Natural language region descriptions:
********
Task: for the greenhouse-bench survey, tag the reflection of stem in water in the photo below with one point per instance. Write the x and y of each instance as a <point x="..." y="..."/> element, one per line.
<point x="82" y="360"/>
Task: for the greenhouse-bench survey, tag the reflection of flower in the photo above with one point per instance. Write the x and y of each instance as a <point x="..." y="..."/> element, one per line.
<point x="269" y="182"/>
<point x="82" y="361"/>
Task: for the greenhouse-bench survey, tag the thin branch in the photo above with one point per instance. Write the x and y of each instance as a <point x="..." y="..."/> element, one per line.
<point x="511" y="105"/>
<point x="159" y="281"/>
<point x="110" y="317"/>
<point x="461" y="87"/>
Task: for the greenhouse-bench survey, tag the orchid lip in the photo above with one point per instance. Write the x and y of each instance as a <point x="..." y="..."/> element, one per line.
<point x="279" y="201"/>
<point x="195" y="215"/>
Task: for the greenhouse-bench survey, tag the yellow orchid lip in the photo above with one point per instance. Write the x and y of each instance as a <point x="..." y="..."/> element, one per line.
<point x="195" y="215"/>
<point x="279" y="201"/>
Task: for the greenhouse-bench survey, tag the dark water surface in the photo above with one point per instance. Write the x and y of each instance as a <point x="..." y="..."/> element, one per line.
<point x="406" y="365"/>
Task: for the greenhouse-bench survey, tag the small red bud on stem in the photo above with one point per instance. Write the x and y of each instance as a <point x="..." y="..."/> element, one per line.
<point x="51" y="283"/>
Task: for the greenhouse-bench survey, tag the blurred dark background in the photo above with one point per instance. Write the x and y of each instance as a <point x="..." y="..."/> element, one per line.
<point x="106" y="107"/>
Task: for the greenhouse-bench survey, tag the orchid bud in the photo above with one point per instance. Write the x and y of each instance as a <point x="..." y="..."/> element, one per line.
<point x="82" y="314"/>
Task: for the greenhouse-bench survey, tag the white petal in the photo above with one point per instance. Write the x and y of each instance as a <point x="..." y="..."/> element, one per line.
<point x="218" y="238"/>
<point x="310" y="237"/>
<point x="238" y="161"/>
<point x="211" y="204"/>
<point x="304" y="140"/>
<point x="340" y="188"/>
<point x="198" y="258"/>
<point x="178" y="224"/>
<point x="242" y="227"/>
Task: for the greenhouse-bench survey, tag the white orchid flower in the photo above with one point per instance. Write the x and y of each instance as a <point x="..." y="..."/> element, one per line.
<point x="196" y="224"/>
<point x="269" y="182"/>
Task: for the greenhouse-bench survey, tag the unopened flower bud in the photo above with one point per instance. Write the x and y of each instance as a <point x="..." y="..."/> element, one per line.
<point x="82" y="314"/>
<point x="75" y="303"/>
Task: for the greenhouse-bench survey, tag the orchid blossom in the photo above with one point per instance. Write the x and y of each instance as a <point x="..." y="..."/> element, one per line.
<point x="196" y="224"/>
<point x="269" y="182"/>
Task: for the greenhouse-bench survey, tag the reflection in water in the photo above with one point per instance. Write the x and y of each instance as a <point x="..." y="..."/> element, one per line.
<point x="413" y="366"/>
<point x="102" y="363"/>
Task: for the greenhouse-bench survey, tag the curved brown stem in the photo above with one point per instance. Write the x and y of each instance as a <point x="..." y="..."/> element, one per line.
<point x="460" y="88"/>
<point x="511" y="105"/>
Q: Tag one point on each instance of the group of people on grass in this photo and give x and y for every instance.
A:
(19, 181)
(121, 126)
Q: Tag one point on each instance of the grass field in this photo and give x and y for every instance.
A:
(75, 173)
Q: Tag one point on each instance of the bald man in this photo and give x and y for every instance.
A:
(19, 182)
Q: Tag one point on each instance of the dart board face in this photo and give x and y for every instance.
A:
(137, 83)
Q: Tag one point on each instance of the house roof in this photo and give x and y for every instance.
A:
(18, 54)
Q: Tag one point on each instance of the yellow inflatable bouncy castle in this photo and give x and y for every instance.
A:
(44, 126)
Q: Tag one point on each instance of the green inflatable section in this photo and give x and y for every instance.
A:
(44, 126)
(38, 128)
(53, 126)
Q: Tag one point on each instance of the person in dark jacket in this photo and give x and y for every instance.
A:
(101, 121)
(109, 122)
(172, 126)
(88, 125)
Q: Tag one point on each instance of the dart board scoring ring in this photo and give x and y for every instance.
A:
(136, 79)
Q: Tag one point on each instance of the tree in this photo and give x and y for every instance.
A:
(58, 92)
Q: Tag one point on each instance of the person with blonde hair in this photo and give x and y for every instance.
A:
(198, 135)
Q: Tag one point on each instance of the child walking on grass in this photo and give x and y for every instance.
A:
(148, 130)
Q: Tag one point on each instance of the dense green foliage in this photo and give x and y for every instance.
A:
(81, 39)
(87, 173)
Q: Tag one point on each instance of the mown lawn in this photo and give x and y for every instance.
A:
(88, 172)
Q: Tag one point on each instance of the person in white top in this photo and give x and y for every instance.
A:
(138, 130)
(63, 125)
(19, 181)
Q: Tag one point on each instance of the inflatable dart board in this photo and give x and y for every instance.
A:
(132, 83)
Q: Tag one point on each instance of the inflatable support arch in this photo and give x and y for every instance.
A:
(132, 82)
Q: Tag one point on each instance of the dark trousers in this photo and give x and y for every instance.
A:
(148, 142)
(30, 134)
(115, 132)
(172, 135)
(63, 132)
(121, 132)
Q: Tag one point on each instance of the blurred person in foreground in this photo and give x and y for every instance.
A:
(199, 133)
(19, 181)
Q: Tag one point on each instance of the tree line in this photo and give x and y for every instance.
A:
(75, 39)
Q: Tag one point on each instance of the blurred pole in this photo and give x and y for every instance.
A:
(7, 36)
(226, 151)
********
» **Your assignment**: Extract every line of the records above that contains the word "dart".

» **Result of this exercise**:
Q: Tag one point on each instance of the dart board face in this photo and give x and y for every instance.
Q: Tag one point on each instance of the dart board scoring ring in this photo and give x and y for every instance.
Q: Tag one point on each instance of the inflatable dart board in this photo and give x and y for every instance.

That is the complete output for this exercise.